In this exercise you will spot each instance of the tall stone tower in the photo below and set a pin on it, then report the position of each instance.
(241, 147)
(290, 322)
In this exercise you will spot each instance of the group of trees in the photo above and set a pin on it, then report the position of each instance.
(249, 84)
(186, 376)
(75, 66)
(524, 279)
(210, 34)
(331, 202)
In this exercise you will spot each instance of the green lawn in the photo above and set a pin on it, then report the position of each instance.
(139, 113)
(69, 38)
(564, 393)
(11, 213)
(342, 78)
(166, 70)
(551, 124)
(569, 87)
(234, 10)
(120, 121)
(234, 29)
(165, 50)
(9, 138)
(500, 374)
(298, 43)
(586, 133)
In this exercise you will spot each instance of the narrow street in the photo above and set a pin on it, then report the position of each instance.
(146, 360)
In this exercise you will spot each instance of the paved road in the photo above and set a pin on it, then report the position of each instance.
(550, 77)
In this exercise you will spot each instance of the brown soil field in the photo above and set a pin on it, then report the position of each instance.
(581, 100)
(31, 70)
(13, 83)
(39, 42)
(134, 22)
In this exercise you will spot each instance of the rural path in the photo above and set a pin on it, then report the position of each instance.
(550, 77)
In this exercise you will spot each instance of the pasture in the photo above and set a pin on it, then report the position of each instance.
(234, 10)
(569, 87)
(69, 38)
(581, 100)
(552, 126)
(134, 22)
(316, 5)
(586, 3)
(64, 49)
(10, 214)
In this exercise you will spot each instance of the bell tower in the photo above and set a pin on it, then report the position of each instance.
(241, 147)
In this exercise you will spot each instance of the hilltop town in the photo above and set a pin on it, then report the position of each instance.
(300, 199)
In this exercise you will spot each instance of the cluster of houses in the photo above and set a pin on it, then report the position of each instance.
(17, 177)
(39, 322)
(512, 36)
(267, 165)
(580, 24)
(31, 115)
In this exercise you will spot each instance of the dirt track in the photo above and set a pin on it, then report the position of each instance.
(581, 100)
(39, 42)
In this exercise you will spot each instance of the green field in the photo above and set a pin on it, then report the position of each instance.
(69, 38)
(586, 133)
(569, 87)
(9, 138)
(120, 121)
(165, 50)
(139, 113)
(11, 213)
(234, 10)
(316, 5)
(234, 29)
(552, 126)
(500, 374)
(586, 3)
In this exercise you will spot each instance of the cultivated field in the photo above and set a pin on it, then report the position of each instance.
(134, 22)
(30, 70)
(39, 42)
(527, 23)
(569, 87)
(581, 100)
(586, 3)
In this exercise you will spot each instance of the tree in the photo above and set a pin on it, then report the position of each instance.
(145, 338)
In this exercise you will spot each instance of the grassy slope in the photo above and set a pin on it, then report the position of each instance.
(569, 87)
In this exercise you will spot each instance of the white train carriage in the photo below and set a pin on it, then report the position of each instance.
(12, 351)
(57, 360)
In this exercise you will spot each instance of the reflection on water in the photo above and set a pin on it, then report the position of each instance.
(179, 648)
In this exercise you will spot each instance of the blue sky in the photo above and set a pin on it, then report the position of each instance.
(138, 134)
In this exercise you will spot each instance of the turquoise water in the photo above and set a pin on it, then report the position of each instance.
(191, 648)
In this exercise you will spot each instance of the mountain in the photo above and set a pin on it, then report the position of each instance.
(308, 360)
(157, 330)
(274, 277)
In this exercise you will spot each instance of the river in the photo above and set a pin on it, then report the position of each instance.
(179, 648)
▬▬▬▬▬▬▬▬▬▬
**EXERCISE**:
Please retype all of the lines above exactly as they stand.

**TASK RESPONSE**:
In this exercise you will spot each instance of the tall stone tower in the photo below and set a pin on it, then report the position of each instance.
(241, 147)
(290, 322)
In this exercise you will spot each instance of the group of trees in the photo above and set a pin on it, then report the position of each instance.
(249, 84)
(186, 376)
(75, 66)
(524, 279)
(210, 34)
(331, 202)
In this exercise you will spot each instance of the green lawn in the photo above and set a pin on it, then report the position of each instance.
(139, 113)
(69, 38)
(564, 393)
(11, 213)
(342, 78)
(166, 70)
(551, 124)
(569, 87)
(234, 10)
(120, 121)
(234, 29)
(165, 50)
(9, 138)
(500, 374)
(298, 43)
(586, 133)
In this exercise you will spot each instance of the narrow street in the photo above and set a pin on it, then report the position of each instance.
(146, 360)
In this exercise you will spot each instance of the paved road in the photo above and set a pin on it, then report the position of each instance.
(550, 77)
In this exercise you will spot each instance of the brown soil field in the photo above and set a pin on it, then report the position of each instance.
(581, 100)
(31, 70)
(13, 83)
(39, 42)
(134, 22)
In this exercise you will spot each instance of the rural path in the photo above and set a pin on it, then report the position of each instance.
(550, 77)
In this exercise you will spot each instance of the pasture in the photo above and set a pin on it, then report the position of each instance.
(234, 10)
(569, 87)
(69, 38)
(581, 100)
(552, 126)
(134, 22)
(316, 5)
(586, 3)
(64, 49)
(10, 214)
In this exercise you will spot each instance of the bell tower in the photo above and set a pin on it, then report the position of each instance.
(241, 147)
In this exercise you will spot each instance of the hilltop town in the photo above and set a pin on it, then report the position of each instance.
(300, 199)
In this exercise you will spot each instance of the cluster of houses in the photo above and set a pin on it, then report the position of each instance.
(17, 177)
(39, 322)
(512, 36)
(267, 165)
(580, 24)
(31, 115)
In this exercise you will spot each instance of the dirt track in the photo above and set a pin on it, then report the position of each instance.
(581, 100)
(39, 42)
In this exercise you will spot each instance of the green field in the photo above and set a pin on it, then report the position of each instance.
(69, 38)
(586, 133)
(569, 87)
(9, 138)
(120, 121)
(165, 50)
(139, 113)
(11, 213)
(234, 10)
(316, 5)
(234, 29)
(552, 126)
(500, 374)
(586, 3)
In this exercise you will spot each instance of the cultivated field in the photo above and set a pin on it, then report the position of each instance.
(134, 22)
(30, 70)
(39, 42)
(527, 23)
(569, 87)
(581, 100)
(586, 3)
In this exercise you will spot each instance of the tree in the photo above and set a pin on it, then report the position of each instance.
(145, 338)
In this exercise you will spot each instance of the grassy slope in the photo above and set a pin on it, then report the position of each instance.
(569, 87)
In this exercise you will spot each instance of the white train carriage in the photo below and set a pin on it, then report the position of each instance.
(12, 351)
(57, 360)
In this exercise you will spot each instance of the reflection on water in the photo above and set a pin on it, then report the position of each instance.
(179, 648)
In this exercise you will spot each instance of the blue sky in the photo above and set a pin on it, then report the position of each instance.
(138, 134)
In this exercise you will spot each instance of the turquoise water in the photo above and set a pin on it, then report the position of each instance.
(191, 648)
In this exercise you will spot each instance of the mountain in the photo above and set a pin on it, then report the position of each instance.
(308, 360)
(157, 330)
(274, 277)
In this exercise you will spot each instance of the river in the photo above and set a pin on it, then report the position of each instance.
(179, 648)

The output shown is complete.